Großer Andrang bei Goldhändlern in Corona-Zeiten
Es gibt sie vereinzelt schon, die Leute, die ihren Goldschmuck aus finanziellen Nöten verkaufen. Aber noch werden mehr Barren und Münzen gekauft - weil Gold in Krisenzeiten als sicherer Hafen gefragt ist.
In der Corona-Krise treibt es mehr Kunden zu Goldhändlern und zu Pfandleihhäusern: Nicht aber primär, weil diese aus Geldnöten Edelmetalle verkaufen oder Gegenstände beleihen wollten.
"Bei uns wird vor allem gekauft: Goldbarren, Goldmünzen, Silberbarren", sagt die Sprecherin der Rheinischen Scheidestätte GmbH, Corinna Koerfer, in Düsseldorf. Und zwar so reichlich, das die Goldlager in ihren Niederlassungen in Trier, Saarbrücken, Köln, Berlin, Düsseldorf und Münster "fast leergekauft" sind. "Wir können derzeit nur bestellen", sagt sie.

Gespeicherte Daten:
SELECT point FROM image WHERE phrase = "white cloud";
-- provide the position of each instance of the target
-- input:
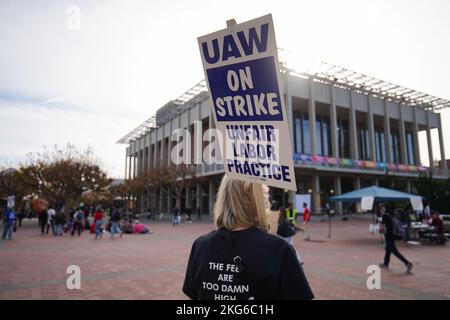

Gewünschte Ausgabe: Setze den Text über den Andrang bei Goldhändlern in der Corona-Krise bitte im Anschluss an seinen letzten Satz fort.

Antwortfeld:
Große Nachfrage
"Die Leute haben in der Krise Angst. Sie sind verunsichert." Keiner wüsste, was wirtschaftlich noch passiere. "Viele glauben, dass Gold nachher das einzige ist, was noch was wert ist", sagt Koerfer. Man versuche vor Ort dieser Annahme entgegenzuwirken, aber: "Die Kunden haben uns vor dem Lockdown die Bude eingerannt. Sie wollten unbedingt vom Euro weg in Edelmetalle rein." Gekauft werde alles - von einem Gramm Gold (gut 64 Euro) bis zu einem Kilo (knapp 54.000 Euro).
Der Ansturm habe auch den Goldhändler überrascht. "Wir hatten nach dem Lockdown eigentlich gedacht, dass die Leute kommen würden, um mehr zu verkaufen", sagt sie. Vereinzelt kämen auch Menschen, die ihren alten Schmuck, Münzen oder Barren verkauften, um an Geld zu kommen. "Aber es wird immer noch mehr ge- als verkauft."
Viele lösen Pfandkredit ab
Beim Saarbrücker Pfandleihhaus mit einer Filiale in Trier würden derzeit auch noch nicht mehr Menschen mit finanziellen Nöten oder Engpässen registriert. "Wir haben auch entgegen unserer Annahme nicht mehr Zulauf gehabt", sagt Geschäftsführer Frank Funke in Saarbrücken. Aber: "Unsere Kunden haben ihre Sachen in weitaus höherem Maße als sonst üblich abgeholt." Heißt: Sie haben bei zuvor vorbei gebrachten Goldsachen oder hochwertigen Uhren den Pfandkredit abgelöst.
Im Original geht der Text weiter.